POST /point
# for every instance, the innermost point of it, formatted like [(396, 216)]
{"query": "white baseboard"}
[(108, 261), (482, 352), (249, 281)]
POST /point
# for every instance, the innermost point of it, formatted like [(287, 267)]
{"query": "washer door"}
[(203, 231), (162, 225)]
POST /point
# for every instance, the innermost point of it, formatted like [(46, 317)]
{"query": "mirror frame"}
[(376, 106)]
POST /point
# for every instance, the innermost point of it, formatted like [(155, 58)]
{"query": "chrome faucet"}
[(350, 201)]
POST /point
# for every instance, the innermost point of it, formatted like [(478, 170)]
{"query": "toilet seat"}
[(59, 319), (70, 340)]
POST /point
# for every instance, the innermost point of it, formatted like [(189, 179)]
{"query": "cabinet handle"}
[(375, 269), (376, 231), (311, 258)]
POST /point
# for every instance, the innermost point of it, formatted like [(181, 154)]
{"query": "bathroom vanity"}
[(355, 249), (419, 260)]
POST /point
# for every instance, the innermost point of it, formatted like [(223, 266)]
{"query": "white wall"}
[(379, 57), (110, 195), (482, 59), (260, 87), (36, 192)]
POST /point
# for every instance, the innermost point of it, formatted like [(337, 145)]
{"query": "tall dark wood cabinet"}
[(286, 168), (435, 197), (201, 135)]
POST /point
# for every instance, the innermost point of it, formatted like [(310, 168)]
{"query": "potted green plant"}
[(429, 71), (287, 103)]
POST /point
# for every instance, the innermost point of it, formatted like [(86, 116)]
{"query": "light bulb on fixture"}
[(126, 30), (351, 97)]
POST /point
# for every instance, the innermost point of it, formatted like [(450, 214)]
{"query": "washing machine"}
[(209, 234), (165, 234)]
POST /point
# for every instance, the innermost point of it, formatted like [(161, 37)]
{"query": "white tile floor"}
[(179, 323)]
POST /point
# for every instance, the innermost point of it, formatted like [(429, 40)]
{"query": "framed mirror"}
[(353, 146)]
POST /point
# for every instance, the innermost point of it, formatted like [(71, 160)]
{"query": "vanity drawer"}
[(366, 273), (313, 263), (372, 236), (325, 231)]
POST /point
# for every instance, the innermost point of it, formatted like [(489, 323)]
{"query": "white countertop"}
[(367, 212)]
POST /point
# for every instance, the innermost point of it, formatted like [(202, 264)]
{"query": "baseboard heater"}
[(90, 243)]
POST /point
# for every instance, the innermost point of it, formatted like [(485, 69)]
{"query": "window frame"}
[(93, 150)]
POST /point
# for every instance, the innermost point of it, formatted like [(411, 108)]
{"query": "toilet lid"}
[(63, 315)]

§ **Prompt**: Extract the full listing above without altering anything.

§ **Exercise output**:
POST /point
# for every instance, the innermost point of it, formatted like [(396, 216)]
{"query": "white baseboard"}
[(108, 261), (482, 352), (249, 281)]
POST /point
# for every instance, the innermost point of it, formatted like [(287, 267)]
{"query": "washer door"}
[(203, 231), (162, 225)]
POST /point
# for every instance, the innermost point of it, formatted like [(46, 317)]
{"query": "mirror frame"}
[(376, 106)]
POST /point
# for every instance, the innermost point of it, formatted like [(155, 58)]
{"query": "chrome faucet"}
[(350, 201)]
POST /point
# for every instance, the innermost point of it, formatted like [(478, 170)]
{"query": "toilet seat"}
[(59, 319), (70, 340)]
POST /point
# for every instance, the innermost point of it, formatted like [(189, 179)]
{"query": "cabinet handle"}
[(375, 269), (376, 231), (311, 258)]
POST /point
# for every instance, the innermost point of it, formatted like [(181, 154)]
{"query": "bathroom vanity"}
[(355, 249), (419, 260)]
POST /point
# for every instance, the innermost point of it, formatted like [(223, 266)]
{"query": "white wall"}
[(379, 57), (110, 195), (482, 59), (260, 87), (36, 192)]
POST /point
# for every instance, the innermost point of it, formatted like [(337, 145)]
{"query": "tall dark wood cabinet"}
[(286, 168), (435, 197), (201, 135)]
POST /point
# for every instance, the innermost point of it, formatted like [(310, 168)]
{"query": "potted green plant"}
[(429, 71), (287, 103)]
POST /point
# for every instance, the innermost point of it, formatted like [(86, 116)]
{"query": "light bulb on fixture"}
[(126, 30), (351, 97)]
POST /point
# for every instance, the innermost point of it, formatted like [(450, 214)]
{"query": "washing machine"}
[(209, 234), (165, 234)]
POST /point
# for every instance, the innermost point of it, formatted like [(161, 37)]
{"query": "white tile floor"}
[(179, 323)]
POST /point
# for every instance, the innermost point of it, formatted like [(429, 40)]
{"query": "framed mirror"}
[(353, 146)]
POST /point
# for every instance, the innermost point of it, formatted like [(71, 160)]
{"query": "vanity drawer"}
[(366, 273), (313, 263), (372, 236), (325, 231)]
POST /point
# for every instance, the innermost point of it, formatted like [(489, 323)]
{"query": "white countertop"}
[(367, 212)]
POST /point
# for every instance, the innermost point of it, formatted like [(202, 264)]
{"query": "baseboard heater"}
[(90, 243)]
POST /point
# for every instance, the innermost point of it, formatted like [(485, 69)]
{"query": "window frame"}
[(93, 150)]
POST /point
# for every instance, the innermost point of it, formatted like [(411, 108)]
{"query": "toilet lid"}
[(63, 315)]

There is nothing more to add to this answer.